To do ::
What is needed here is an exact printout of the data, with no pictures included.

Segment Start: Provided records

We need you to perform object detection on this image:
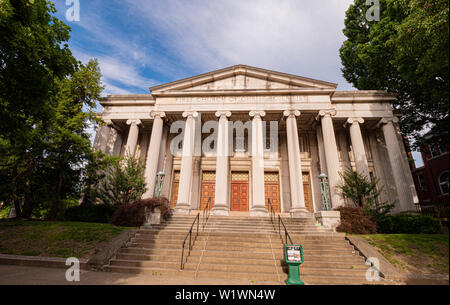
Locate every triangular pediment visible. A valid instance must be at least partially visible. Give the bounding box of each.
[149,65,337,93]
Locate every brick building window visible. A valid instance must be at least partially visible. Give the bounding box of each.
[439,171,449,195]
[417,173,427,192]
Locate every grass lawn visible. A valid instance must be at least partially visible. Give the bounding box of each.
[0,220,133,259]
[359,234,449,274]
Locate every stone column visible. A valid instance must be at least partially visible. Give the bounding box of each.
[125,119,142,157]
[283,110,309,217]
[318,110,342,208]
[378,117,417,212]
[345,117,370,178]
[143,111,166,198]
[175,111,198,214]
[249,111,268,216]
[212,111,231,216]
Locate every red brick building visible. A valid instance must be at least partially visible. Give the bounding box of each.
[411,137,449,219]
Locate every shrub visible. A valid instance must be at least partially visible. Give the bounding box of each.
[64,204,116,223]
[110,197,171,227]
[377,214,443,234]
[335,206,377,234]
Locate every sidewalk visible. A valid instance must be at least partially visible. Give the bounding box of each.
[0,265,281,285]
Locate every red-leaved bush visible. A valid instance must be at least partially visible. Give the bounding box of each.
[110,197,171,227]
[335,206,377,234]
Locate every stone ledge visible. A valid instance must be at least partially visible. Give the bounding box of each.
[87,229,137,270]
[346,235,401,281]
[0,254,88,270]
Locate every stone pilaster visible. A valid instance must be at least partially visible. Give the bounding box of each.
[125,119,142,157]
[378,117,417,212]
[283,110,309,217]
[345,117,370,178]
[318,109,342,208]
[174,111,198,214]
[143,111,166,198]
[212,111,232,216]
[249,110,268,216]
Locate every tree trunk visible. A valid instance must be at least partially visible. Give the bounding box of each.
[49,174,63,220]
[12,165,22,219]
[22,158,35,219]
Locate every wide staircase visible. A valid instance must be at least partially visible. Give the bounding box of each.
[105,214,377,285]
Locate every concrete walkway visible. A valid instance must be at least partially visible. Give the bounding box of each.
[0,265,282,285]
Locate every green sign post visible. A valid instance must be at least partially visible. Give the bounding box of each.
[284,244,304,285]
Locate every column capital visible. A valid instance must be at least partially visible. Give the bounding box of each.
[377,116,399,127]
[126,119,142,126]
[182,111,198,119]
[103,119,114,126]
[344,117,365,127]
[249,110,266,119]
[215,111,231,119]
[150,111,166,120]
[317,109,337,119]
[283,110,301,118]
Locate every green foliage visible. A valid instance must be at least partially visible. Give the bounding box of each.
[335,206,378,234]
[96,155,147,209]
[64,204,116,224]
[337,170,394,219]
[0,1,105,220]
[340,0,449,145]
[377,214,443,234]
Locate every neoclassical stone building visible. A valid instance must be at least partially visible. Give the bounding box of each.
[94,65,418,218]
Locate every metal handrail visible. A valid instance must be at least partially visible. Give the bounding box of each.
[180,213,200,270]
[267,198,276,230]
[278,215,294,245]
[202,197,212,230]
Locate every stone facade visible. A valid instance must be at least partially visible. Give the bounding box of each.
[94,65,419,217]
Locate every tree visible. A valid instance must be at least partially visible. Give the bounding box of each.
[340,0,449,146]
[95,155,148,209]
[337,170,394,220]
[46,59,104,220]
[0,1,105,220]
[0,0,78,218]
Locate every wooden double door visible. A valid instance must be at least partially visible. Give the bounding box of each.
[200,171,215,210]
[230,172,249,212]
[265,172,281,212]
[170,171,180,208]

Segment End: Provided records

Answer box ::
We need you to perform object detection on this image:
Locate every triangular pediment visible. A valid instance must be at least partially visible. Give the bounding box of each.
[149,65,337,93]
Locate every brick building window visible. A valid instance must be at least partially visible. Give the bounding box of each.
[439,171,449,195]
[417,173,427,192]
Locate every grass lawn visible. A valid instance must be at least partially visible. Give the bounding box of each.
[0,220,133,259]
[359,234,449,274]
Locate every stone column visible. A valid instance must be at least partially visible. Give the bounding box of each.
[125,119,142,157]
[283,110,309,217]
[318,110,342,208]
[378,117,417,212]
[345,117,370,178]
[143,111,166,198]
[175,111,198,214]
[249,111,268,216]
[212,111,231,216]
Locate every red brick building visible. A valid instance must be at least partially visible. Give the bounding box of each.
[411,137,449,219]
Locate every shrub visible. A valid instance must be at least partially visible. Give the bounding box of each.
[64,204,116,223]
[110,197,171,227]
[377,214,443,234]
[335,206,377,234]
Locate every sidewalk visible. A valid instance must be at least partially visible. Give the bounding box of each.
[0,265,281,285]
Locate every red-leaved bush visible. A valid instance must be at least partially visible. Give the bounding box of each.
[110,197,171,227]
[335,206,377,234]
Locate every stone ledge visible. A valid instance must be at least partially visible. Give the bounding box of each.
[87,229,137,270]
[346,235,401,281]
[0,254,88,270]
Locate every stone pilaster visible. A valid instance must be at least partially visible. Give the bounding box of each.
[125,119,142,157]
[378,117,417,212]
[283,110,309,217]
[345,117,370,178]
[318,109,342,208]
[174,111,198,214]
[143,111,166,198]
[212,111,232,216]
[249,110,268,216]
Locate every tree trunk visible. A valid instance must be at least partially visible. Give the bounding box of each.
[49,174,63,220]
[12,165,22,219]
[22,158,35,219]
Locate every wide staircase visible. A valid instance must be at least partially visible. Give the bounding box of each.
[105,214,377,285]
Locate every concrete walkway visible. A valid instance must be at least partially visible. Give the bounding box of each.
[0,265,282,285]
Locate every green sign post visible. A valid instance must be at least partially visible. Give the bounding box of each.
[284,244,304,285]
Locate every column capital visible. A valid instance must be at least partially visible. Give the bounding box of each.
[377,116,399,127]
[126,119,142,126]
[182,111,198,119]
[103,119,114,126]
[344,117,365,127]
[249,110,266,119]
[215,111,231,119]
[150,111,166,120]
[317,109,337,119]
[283,110,301,118]
Locate every green foliage visible. A valid instance must be at least partially visible. Give the bounding box of each.
[335,206,378,234]
[96,155,147,209]
[64,204,116,224]
[337,170,394,219]
[0,1,105,220]
[340,0,449,145]
[377,214,443,234]
Locate every neoclassical stone building visible. A valid instance must be at least partially visible. Give the bounding box of each.
[94,65,418,218]
Locate every metal handrail visible. A valid instance must be at least partially visible. Give the bounding box of each.
[180,213,200,270]
[267,198,276,230]
[278,215,294,245]
[202,197,212,230]
Locate every stone facade visible. A valid instance must be at least partially visible. Give the bounding box of each.
[94,65,419,217]
Locate every tree visible. A valid instance must be at least partially visible. Give the bounding box of each.
[340,0,449,146]
[95,155,148,209]
[337,170,394,220]
[46,59,104,220]
[0,1,105,220]
[0,0,78,218]
Locate every wooden double door visible. A valid instance must be at least partially visible. Give the bounding box of each.
[200,171,215,210]
[230,172,249,212]
[265,172,281,212]
[170,171,180,208]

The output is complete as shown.